§ **Exercise details**
Edit the records from the first line through the line containing "all instances, own outline each", changing "jersey sleeve" to "jersey collar" and keeping everything else the same. Give only those lines.

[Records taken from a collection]

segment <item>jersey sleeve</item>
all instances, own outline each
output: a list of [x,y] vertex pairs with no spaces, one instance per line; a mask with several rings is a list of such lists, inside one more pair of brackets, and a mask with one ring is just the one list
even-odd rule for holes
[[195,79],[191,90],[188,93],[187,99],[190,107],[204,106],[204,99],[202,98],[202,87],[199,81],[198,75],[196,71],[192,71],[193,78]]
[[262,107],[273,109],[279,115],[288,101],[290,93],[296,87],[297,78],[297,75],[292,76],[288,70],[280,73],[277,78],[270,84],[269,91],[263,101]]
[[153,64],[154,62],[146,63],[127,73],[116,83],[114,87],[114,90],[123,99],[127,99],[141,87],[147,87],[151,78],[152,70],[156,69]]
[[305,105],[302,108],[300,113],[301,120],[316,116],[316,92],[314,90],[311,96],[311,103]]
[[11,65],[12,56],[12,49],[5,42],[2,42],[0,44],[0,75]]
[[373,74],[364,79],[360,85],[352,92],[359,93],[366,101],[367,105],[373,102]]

§ **Exercise result**
segment <item>jersey collar</item>
all instances, own outline each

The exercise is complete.